* _Raw records_:
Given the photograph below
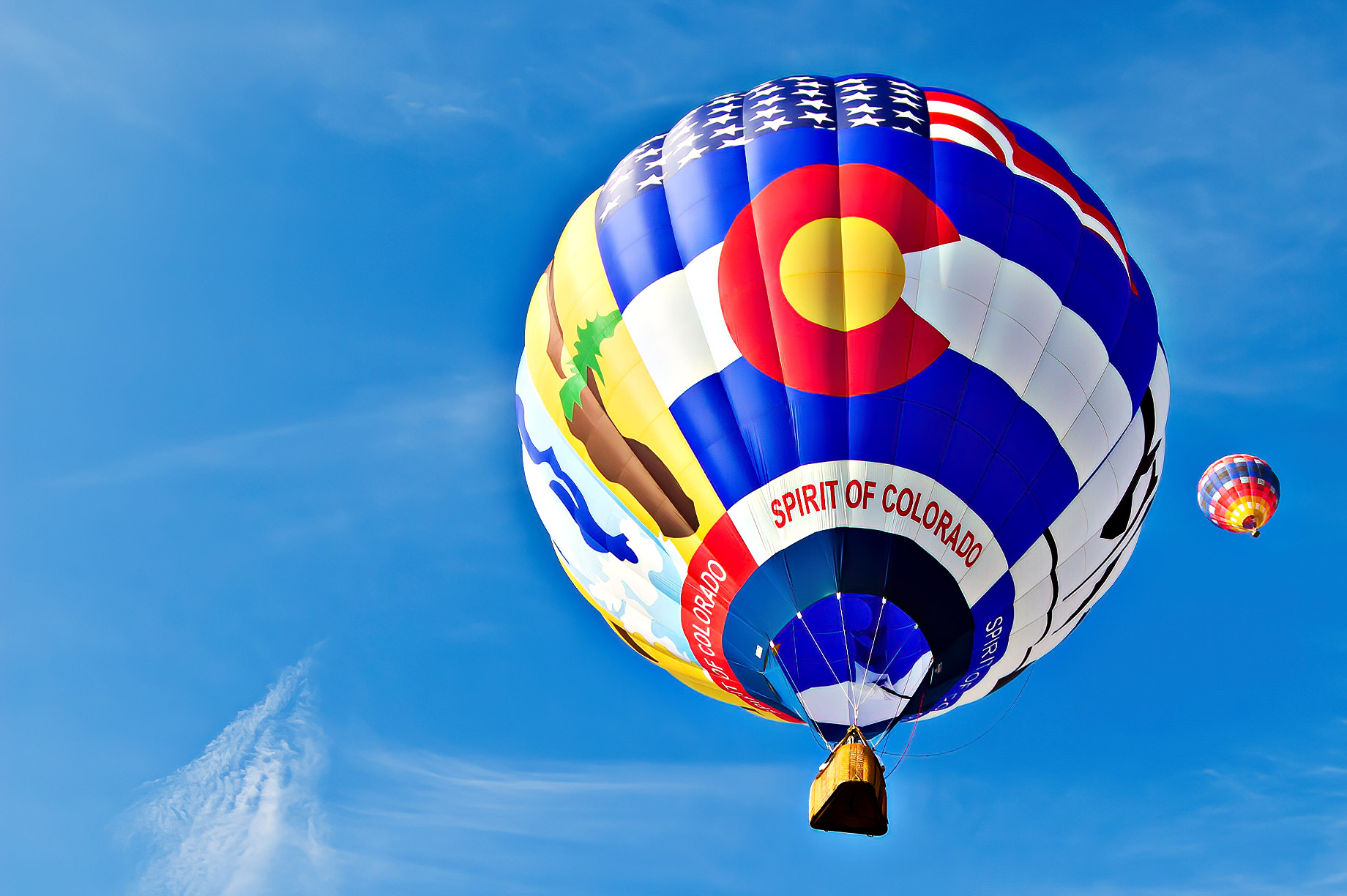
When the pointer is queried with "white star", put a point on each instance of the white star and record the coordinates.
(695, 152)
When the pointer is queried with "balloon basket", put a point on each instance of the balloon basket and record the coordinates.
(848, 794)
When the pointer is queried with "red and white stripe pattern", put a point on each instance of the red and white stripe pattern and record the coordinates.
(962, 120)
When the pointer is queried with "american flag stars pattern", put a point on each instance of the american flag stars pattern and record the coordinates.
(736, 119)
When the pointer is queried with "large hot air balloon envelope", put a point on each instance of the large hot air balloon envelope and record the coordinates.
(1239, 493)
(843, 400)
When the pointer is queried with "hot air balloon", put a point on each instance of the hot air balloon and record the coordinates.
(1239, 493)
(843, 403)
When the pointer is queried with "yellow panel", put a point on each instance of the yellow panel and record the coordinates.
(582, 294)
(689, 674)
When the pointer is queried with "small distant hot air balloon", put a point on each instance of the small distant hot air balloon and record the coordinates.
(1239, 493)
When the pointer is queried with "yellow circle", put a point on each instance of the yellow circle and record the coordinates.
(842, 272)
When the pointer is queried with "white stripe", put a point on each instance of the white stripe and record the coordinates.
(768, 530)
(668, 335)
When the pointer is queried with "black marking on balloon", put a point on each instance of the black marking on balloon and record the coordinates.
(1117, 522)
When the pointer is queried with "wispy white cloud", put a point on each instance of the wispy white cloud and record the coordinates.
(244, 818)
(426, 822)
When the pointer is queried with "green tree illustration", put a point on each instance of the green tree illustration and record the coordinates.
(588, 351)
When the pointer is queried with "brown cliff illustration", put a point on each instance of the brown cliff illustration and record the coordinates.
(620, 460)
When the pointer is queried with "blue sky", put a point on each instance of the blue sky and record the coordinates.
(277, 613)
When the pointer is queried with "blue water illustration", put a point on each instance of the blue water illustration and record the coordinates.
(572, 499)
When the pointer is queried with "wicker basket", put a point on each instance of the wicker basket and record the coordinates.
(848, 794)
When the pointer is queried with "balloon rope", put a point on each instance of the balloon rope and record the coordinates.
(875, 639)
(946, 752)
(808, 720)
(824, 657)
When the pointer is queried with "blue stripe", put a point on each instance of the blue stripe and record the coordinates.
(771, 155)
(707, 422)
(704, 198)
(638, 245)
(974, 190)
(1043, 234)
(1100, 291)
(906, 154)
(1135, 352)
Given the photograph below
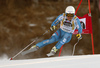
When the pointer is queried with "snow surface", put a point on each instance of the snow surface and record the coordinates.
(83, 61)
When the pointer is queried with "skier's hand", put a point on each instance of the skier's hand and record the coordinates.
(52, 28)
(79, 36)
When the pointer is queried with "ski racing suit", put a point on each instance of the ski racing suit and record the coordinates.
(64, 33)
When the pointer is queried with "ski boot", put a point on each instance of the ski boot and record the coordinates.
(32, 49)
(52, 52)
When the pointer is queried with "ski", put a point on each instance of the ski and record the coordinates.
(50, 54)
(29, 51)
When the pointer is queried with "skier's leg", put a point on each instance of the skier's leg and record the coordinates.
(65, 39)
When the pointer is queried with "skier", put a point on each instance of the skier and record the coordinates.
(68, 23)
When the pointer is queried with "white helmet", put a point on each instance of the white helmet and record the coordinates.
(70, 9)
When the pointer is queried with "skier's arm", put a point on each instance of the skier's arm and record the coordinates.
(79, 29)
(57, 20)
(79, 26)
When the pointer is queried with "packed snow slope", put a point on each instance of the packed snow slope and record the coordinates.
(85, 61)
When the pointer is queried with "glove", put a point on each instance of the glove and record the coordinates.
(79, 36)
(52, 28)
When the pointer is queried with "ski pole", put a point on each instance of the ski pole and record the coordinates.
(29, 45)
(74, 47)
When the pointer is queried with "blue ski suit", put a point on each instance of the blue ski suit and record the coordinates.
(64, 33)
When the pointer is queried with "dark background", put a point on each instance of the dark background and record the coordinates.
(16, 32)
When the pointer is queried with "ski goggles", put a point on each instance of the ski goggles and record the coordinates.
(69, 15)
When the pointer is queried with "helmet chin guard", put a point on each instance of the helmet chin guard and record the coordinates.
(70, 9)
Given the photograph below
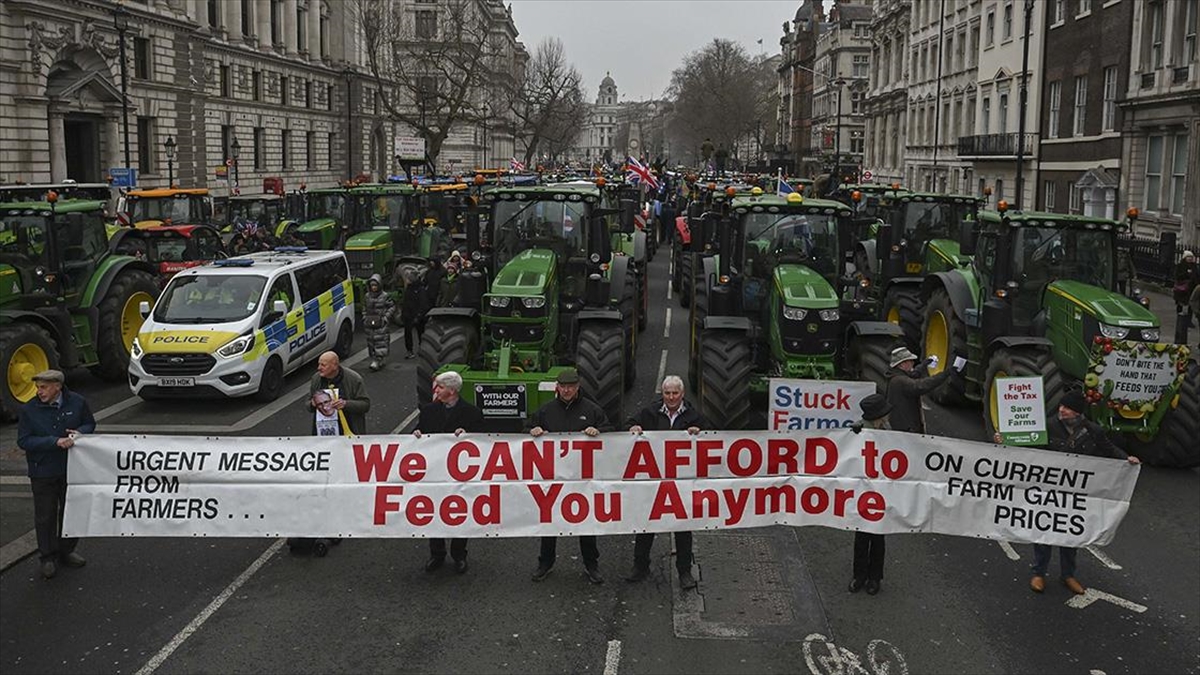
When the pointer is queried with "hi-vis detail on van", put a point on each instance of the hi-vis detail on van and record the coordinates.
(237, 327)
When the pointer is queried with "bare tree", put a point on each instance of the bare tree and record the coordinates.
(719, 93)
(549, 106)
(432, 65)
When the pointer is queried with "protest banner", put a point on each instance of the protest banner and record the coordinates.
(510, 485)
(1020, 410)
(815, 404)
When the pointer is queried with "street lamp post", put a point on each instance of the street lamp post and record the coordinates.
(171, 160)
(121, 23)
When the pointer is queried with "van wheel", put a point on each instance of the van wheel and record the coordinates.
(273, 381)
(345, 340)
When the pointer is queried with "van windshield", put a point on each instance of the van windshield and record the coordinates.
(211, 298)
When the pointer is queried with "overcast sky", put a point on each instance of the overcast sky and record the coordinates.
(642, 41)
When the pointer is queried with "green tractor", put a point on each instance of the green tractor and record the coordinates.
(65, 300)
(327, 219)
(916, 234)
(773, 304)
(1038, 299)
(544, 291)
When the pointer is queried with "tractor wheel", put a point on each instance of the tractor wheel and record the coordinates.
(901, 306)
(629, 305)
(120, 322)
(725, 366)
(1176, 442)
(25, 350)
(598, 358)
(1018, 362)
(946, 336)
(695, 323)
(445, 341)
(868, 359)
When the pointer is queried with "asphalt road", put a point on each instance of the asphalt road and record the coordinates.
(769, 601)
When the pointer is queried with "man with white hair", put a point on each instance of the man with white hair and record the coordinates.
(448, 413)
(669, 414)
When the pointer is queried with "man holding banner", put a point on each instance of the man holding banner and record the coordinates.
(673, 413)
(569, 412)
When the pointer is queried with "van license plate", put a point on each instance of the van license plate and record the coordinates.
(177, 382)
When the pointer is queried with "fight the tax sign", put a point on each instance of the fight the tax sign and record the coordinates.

* _What to work on_:
Can you write out every entry above again, swapping "record the coordinates" for "write down the coordinates" and changing nothing else? Leave the pictures out.

* _Solution to this exercise_:
Given the photograph below
When the pointer is queried with "white star", put a point on each instance of the white star and write down the coordinates.
(695, 152)
When the pointer is queried with "balloon basket", put a point on each instance of the balloon basket and write down the coordinates.
(848, 794)
When the pointer is queried with "red and white stripe pattern", put a point on each instance of the red and white stripe pattern and write down the coordinates.
(962, 120)
When the pointer is queried with "american flag stars pattern", put a point on each instance of the american flag stars pattern and write down the coordinates.
(736, 119)
When the pointer is queried with "large hot air balloon envelope", put a point on each instance of the large hot air balloon envelope and write down the coordinates.
(1239, 493)
(843, 400)
When the pointer is queried with "hot air balloon", put a point on each instance of the hot air balloon and write down the coordinates.
(1239, 493)
(843, 403)
When the pointer is queried with "yellow panel", put a point on each instance of the yellow panel and write down the coordinates.
(582, 294)
(689, 674)
When the pointer is queried with "small distant hot air balloon", put a point on each instance of the small distant hot air balloon and write down the coordinates.
(1239, 493)
When the pointer is queried with "yellow circle", put a point on each instance of the yellow circle and write down the coordinates.
(842, 272)
When the pointer is queried with "white stripe", put a point on each instance of the white stripe and write down the coordinates.
(768, 530)
(668, 335)
When the pointer is queried with "black marking on balloon", put a point on each instance of the black marking on balloon and write down the coordinates.
(1117, 522)
When the pointer is queried with "wispy white cloud", put a point on each instance of the wispy white cloud and write down the coordinates.
(244, 818)
(426, 822)
When the pointer is queried with "green tree illustration", put a point on each instance of the green tree illustration and write down the coordinates.
(588, 351)
When the pointer is queried with "brown cliff illustration", put a point on each instance of the brown cliff illustration and write down the coordinates.
(620, 460)
When the pointer is queried with "blue sky", put a point on each instance of the blue sky and write down the coordinates.
(277, 613)
When the pointer is queried with "blue water illustration", put a point on each instance of the blue water illustration and write down the coordinates.
(572, 499)
When the pointer is queried with "wicker basket", put a point on each instance of the wicker basket and write down the coordinates.
(848, 794)
When the pointer is queried with "balloon rope", put a point on each instance of the balloon rope and write down the coordinates.
(875, 639)
(946, 752)
(808, 720)
(824, 657)
When the pointer is queried with "blue stripe", put a point on each instance of the blue stripe and write down the coordinates.
(771, 155)
(707, 422)
(704, 198)
(638, 245)
(974, 190)
(1043, 234)
(1100, 291)
(906, 154)
(1135, 352)
Given the photograph below
When the pointer is queried with "snow surface", put a point on each instance of the snow surface and write down the coordinates.
(83, 61)
When the pointer is queried with "skier's hand", put a point on each instance of the skier's hand and write down the coordinates.
(52, 28)
(79, 36)
When the pointer is queried with "ski racing suit", put a point on each instance of the ski racing suit and write down the coordinates.
(64, 33)
When the pointer is queried with "ski boot", put a point on each instance of the ski boot and write down the coordinates.
(32, 49)
(52, 52)
When the pointer is queried with "ski", put a point on each instance of the ski and write down the coordinates.
(50, 54)
(29, 51)
When the pointer is queried with "skier's leg", put a point on each instance of the skier's leg and write down the coordinates.
(65, 39)
When the pointer is queried with "skier", put a point on each instance of the skier and write down the coordinates.
(68, 23)
When the pointer is queried with "white helmet", put a point on each instance of the white helmet and write down the coordinates.
(70, 9)
When the pointer is queried with "skier's arm", put a point on each instance of the skier's arm and write down the coordinates.
(79, 29)
(57, 20)
(79, 26)
When the pointer is queried with "packed snow slope", put a point on each instance of the packed snow slope and write down the coordinates.
(85, 61)
When the pointer is queried with "glove", put a point on each instance of the glove and write down the coordinates.
(79, 36)
(52, 28)
When the pointer is queried with "ski pole", put a point on each instance of the ski pole and write down the coordinates.
(29, 45)
(74, 47)
When the pointer is queried with "blue ski suit", put a point on each instance of the blue ski suit and write down the coordinates.
(64, 33)
When the pointer is queried with "dark background", put a point on each instance of the dark background and write down the coordinates.
(16, 32)
When the pointer is queried with "ski goggles", put a point on each instance of the ski goggles and write down the coordinates.
(69, 15)
When the pointer is queried with "helmet chin guard", put a point on each instance of the helmet chin guard and write down the coordinates.
(70, 9)
Given the photograph below
When the pointer is queried with "hi-vis detail on van", put a point on each instance of the hi-vis detail on van and write down the coordinates.
(237, 327)
When the pointer is queried with "bare tree", put a point on each instance of the bare tree and write down the coordinates.
(719, 93)
(549, 106)
(432, 65)
When the pointer is queried with "protest banner", put a point on each instance of the protest banner and write down the coordinates.
(510, 485)
(1020, 410)
(815, 404)
When the pointer is queried with "street lamp post", put a point on each instance of the street lamp post and write down the coordinates.
(171, 160)
(121, 23)
When the pointer is queried with "van wheel", put a point on each instance of the van wheel and write down the coordinates.
(273, 381)
(345, 340)
When the pointer is queried with "van windshield", put a point on each instance of the van windshield and write down the coordinates.
(211, 298)
When the pointer is queried with "overcast sky", put a point on each instance of the overcast sky and write down the coordinates.
(642, 41)
When the pointer is queried with "green tractor", put a point on each instance of the green tractor and write down the coordinates.
(65, 300)
(327, 219)
(916, 234)
(773, 304)
(1038, 299)
(544, 291)
When the pointer is queried with "tractor wheel", put a point on each instance of the tractor wheel and write down the coordinates.
(901, 306)
(629, 305)
(120, 322)
(725, 366)
(1176, 442)
(25, 350)
(598, 358)
(1018, 362)
(946, 336)
(695, 323)
(445, 341)
(868, 359)
When the pointer is queried with "asphalt road", put a point on each instance of the asphalt road and write down the coordinates.
(769, 601)
When the pointer is queried with "man with white hair", put a point on each instance of the man with white hair and write down the coordinates.
(448, 413)
(669, 414)
When the pointer is queried with "man holding banner", put a point on each instance of the man holding banner and write down the coordinates.
(673, 413)
(569, 412)
When the pointer is queried with "van license plate", put a point on each instance of the van license plate and write down the coordinates.
(177, 382)
When the pointer is queried with "fight the tax sign", put a point on each instance of the fight the tax sign and write down the coordinates.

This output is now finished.